→ The task:
Turn the material, from the line containing "the dark hill" through the last line of the material, into a JSON list of strings, with one string for each line. Leave out blank lines.

═══

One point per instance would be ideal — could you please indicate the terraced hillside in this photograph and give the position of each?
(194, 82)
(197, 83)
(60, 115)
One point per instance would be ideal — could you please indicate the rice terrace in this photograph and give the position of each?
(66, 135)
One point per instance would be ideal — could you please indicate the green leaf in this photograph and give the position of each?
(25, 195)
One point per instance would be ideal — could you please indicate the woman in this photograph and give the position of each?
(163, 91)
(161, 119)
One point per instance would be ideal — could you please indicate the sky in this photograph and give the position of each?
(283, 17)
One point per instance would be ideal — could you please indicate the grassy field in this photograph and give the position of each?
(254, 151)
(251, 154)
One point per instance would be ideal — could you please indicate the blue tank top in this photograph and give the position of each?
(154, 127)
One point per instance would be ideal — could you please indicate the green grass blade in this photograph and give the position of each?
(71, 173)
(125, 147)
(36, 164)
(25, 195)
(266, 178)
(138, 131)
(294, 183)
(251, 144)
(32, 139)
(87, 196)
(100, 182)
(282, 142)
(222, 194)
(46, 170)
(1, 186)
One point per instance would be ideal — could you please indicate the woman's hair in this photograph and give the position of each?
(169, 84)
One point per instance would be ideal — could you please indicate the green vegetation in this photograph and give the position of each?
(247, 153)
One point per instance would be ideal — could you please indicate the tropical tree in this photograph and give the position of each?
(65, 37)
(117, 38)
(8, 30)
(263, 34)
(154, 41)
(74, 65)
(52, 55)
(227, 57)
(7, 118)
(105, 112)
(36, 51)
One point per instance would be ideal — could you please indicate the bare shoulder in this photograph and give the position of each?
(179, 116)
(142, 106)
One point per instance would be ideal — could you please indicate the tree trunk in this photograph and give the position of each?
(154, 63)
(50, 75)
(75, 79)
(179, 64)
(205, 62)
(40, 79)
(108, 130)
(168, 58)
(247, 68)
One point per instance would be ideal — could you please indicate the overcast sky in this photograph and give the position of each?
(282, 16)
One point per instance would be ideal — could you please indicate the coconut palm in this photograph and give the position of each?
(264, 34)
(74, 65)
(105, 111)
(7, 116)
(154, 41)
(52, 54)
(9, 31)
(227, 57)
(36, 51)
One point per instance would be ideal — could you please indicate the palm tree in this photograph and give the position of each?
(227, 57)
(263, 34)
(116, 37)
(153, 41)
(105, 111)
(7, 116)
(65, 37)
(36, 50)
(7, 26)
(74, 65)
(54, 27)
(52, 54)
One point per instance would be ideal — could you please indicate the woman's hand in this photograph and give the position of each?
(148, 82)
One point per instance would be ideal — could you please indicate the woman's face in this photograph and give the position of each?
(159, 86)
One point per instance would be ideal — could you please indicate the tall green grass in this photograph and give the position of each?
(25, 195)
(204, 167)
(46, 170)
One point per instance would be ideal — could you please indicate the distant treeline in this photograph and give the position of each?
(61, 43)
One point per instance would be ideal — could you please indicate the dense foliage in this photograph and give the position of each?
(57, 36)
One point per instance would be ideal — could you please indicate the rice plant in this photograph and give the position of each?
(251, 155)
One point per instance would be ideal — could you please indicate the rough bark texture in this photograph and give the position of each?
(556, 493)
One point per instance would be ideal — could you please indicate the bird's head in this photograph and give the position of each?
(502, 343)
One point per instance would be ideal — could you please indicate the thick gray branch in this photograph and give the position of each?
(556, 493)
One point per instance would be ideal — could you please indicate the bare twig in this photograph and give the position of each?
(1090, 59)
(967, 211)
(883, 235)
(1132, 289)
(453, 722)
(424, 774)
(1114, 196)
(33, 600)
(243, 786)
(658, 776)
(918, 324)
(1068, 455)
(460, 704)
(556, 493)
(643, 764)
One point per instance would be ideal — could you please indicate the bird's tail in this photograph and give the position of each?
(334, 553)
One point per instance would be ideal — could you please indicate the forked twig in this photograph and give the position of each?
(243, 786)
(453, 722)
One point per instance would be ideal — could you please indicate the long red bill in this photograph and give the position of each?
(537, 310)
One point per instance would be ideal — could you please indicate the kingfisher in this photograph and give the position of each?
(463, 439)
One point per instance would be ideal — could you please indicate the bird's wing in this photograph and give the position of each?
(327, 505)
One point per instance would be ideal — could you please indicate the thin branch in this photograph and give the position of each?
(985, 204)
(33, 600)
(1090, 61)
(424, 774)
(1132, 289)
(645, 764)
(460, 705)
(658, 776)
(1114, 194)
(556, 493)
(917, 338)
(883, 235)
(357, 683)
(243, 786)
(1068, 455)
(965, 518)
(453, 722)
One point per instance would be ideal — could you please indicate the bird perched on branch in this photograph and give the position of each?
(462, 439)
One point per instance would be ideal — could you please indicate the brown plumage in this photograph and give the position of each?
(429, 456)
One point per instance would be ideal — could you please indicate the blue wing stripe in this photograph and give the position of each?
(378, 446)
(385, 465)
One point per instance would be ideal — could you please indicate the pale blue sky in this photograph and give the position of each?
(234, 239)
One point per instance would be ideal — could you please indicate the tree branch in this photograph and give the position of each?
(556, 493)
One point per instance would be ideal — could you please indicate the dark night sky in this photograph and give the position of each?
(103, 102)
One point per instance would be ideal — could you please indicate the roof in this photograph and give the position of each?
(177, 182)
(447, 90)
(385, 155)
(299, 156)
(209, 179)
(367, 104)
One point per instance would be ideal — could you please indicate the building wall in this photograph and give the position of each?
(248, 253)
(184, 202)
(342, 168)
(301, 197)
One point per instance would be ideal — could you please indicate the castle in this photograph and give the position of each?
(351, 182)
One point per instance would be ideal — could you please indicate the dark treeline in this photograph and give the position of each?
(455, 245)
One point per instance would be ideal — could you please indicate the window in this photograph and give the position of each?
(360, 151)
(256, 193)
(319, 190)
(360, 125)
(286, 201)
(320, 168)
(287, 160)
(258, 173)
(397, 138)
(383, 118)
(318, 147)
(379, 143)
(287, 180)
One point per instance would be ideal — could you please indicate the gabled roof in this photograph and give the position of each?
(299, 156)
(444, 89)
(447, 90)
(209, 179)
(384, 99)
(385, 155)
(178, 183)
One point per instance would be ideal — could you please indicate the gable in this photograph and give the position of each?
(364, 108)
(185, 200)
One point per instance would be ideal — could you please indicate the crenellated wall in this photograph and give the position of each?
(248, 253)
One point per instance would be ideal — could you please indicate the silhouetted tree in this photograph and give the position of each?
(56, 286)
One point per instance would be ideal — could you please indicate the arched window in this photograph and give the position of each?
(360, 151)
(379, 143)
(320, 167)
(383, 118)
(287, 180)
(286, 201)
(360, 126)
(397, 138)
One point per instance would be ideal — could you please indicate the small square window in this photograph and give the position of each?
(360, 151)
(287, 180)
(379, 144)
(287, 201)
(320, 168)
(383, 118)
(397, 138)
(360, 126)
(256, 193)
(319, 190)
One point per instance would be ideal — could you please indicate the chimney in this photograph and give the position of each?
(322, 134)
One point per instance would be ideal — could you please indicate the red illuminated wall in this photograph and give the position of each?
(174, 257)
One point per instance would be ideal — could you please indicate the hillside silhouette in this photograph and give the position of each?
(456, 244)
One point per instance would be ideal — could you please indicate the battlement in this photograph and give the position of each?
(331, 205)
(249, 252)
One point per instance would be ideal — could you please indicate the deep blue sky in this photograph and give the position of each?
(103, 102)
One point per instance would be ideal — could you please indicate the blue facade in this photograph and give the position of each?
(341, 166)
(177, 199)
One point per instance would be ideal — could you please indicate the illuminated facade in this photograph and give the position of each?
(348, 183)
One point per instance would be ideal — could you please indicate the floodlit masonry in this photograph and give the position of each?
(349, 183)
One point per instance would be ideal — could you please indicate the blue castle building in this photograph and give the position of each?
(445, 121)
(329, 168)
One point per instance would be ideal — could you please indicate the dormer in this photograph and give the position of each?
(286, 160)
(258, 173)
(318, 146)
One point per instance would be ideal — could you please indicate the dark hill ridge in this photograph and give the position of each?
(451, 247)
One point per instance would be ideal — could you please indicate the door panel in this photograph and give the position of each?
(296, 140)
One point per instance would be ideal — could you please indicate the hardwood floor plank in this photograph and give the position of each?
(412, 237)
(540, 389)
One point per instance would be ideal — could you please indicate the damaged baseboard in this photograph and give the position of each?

═══

→ Written solution:
[
  "One point per instance would be ideal — could you please indicate the dark hill ridge in this photograph and give the position of each?",
  "(451, 247)",
  "One point per instance would be ideal — could you please indicate the door panel in this photograph and give the position of each?",
  "(296, 140)",
  "One point per instance would be ideal — could you please indicate the hardwood floor plank in this photograph and give the position of each?",
  "(412, 237)",
  "(540, 389)",
  "One point per instance would be ideal — could you please indicate the damaged baseboard in this photograph and give the position of each?"
]